→ What is needed
Reproduce verbatim the items below, from the line containing "I need to find the dried stem." through the line containing "[0,489,1288,858]", including both of those lines. Leave out the pictures.

→ Excerpted data
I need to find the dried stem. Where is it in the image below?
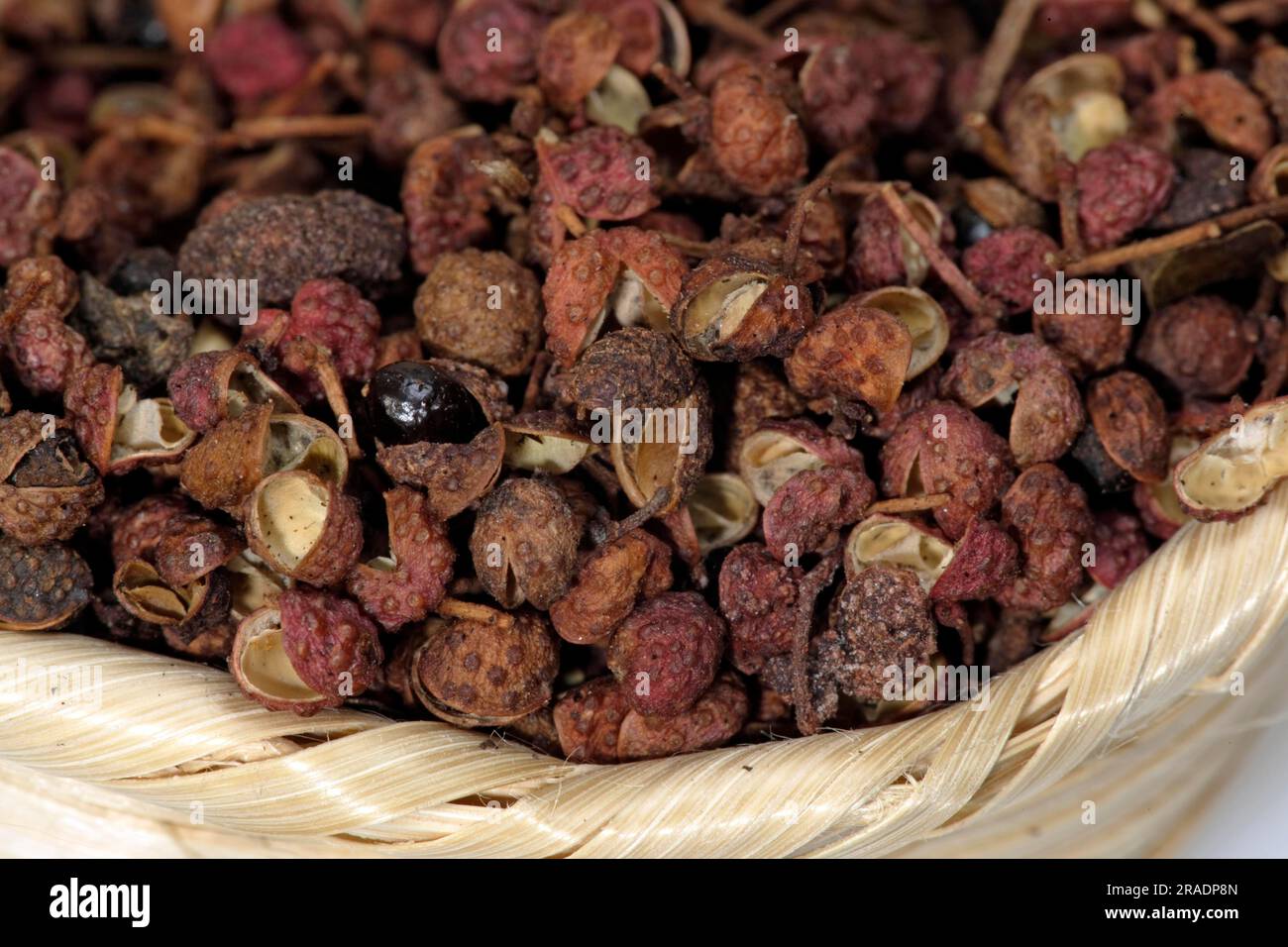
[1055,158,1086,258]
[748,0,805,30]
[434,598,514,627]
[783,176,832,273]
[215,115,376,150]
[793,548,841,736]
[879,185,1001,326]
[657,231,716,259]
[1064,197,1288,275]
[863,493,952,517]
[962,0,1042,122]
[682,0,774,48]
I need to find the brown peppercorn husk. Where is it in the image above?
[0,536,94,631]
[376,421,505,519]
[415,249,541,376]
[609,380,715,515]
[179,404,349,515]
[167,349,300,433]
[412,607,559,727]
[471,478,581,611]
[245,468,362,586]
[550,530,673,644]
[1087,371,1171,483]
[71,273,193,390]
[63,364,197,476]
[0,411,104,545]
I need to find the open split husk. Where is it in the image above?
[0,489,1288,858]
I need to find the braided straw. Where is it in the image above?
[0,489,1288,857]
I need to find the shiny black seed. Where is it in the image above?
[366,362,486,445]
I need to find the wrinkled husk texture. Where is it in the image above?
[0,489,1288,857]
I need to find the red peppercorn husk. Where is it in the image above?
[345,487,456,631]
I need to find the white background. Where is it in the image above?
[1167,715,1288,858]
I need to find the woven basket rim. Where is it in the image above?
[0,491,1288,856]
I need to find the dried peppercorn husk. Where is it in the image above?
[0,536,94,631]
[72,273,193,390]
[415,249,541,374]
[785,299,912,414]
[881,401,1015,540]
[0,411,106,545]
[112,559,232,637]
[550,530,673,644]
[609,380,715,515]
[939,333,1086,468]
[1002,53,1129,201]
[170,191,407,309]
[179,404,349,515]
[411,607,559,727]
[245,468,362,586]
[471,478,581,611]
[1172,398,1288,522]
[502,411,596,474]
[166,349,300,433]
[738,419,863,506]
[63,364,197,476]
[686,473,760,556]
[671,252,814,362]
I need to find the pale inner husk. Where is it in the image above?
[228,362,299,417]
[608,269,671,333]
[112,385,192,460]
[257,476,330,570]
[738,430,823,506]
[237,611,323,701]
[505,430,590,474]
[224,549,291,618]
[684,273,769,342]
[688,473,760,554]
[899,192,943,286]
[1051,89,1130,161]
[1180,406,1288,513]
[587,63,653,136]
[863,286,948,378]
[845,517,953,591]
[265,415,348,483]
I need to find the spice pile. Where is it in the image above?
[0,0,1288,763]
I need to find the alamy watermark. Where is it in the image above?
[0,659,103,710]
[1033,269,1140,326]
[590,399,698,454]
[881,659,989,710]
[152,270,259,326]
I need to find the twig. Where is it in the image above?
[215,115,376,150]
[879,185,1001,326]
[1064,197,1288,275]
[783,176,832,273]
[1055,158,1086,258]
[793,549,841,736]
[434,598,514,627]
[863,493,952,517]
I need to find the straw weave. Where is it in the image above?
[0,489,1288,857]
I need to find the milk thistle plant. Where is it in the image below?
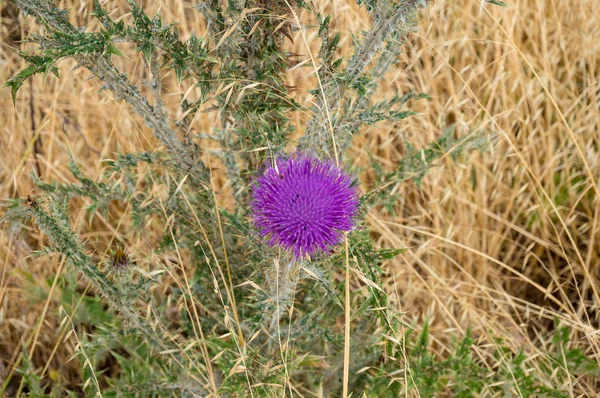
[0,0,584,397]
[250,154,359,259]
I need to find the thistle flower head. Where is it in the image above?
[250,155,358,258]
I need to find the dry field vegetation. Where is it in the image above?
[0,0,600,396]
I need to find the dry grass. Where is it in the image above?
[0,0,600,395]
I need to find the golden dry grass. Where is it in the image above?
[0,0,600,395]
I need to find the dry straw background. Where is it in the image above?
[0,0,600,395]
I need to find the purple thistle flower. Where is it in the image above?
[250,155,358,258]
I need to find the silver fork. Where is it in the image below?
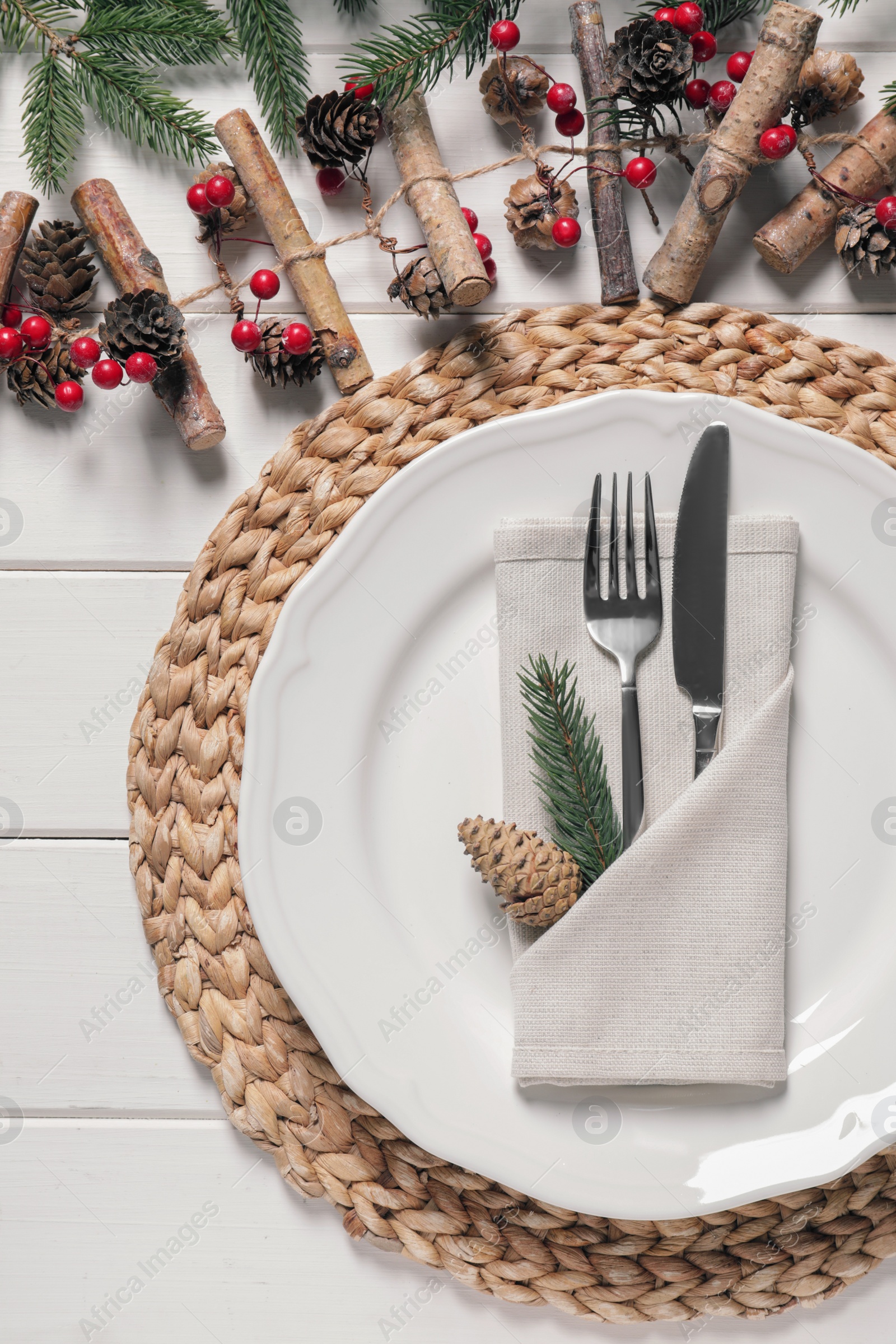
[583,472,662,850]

==

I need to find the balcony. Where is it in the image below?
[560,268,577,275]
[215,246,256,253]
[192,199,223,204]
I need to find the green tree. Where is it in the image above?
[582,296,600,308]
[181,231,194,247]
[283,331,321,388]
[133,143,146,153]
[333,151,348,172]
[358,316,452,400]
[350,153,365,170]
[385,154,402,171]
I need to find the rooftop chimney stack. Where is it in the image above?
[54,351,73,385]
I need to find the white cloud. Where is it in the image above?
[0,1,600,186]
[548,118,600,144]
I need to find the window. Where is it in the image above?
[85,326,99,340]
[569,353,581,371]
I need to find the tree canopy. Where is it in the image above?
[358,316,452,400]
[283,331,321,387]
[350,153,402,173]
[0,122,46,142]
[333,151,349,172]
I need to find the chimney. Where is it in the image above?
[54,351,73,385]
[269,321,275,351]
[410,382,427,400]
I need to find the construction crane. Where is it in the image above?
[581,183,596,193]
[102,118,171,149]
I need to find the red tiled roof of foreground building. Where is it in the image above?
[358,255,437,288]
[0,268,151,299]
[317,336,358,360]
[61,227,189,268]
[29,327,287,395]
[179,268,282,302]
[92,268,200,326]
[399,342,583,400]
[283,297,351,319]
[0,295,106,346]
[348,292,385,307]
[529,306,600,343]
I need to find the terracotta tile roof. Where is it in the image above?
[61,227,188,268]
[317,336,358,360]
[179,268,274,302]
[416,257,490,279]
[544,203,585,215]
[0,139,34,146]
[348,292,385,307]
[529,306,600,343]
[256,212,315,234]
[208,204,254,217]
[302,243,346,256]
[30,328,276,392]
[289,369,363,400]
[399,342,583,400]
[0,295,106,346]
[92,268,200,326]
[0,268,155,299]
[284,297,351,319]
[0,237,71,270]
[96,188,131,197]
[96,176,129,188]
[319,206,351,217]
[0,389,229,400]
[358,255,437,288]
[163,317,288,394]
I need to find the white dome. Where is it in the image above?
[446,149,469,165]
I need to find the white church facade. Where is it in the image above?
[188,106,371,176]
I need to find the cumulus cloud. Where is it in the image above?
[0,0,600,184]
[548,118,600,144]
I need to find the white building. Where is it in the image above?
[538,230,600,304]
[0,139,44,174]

→ Answer for this exercise
I need to find the dried stem. Where is it in the image below?
[1055,158,1086,258]
[748,0,805,30]
[434,598,514,627]
[783,176,832,273]
[215,115,376,150]
[793,548,841,736]
[879,185,1001,326]
[657,231,716,259]
[1064,197,1288,275]
[863,493,952,517]
[962,0,1042,122]
[682,0,774,48]
I need to find the brown peppercorn husk. Where is it in the image above?
[0,536,94,631]
[376,421,505,519]
[415,249,541,376]
[609,380,715,515]
[179,404,349,515]
[167,349,300,433]
[412,607,559,727]
[471,478,581,611]
[245,468,362,586]
[550,530,673,644]
[1087,371,1171,483]
[71,273,193,390]
[63,364,197,476]
[0,411,104,545]
I need to find the open split husk. Where is it in the image above?
[0,489,1288,858]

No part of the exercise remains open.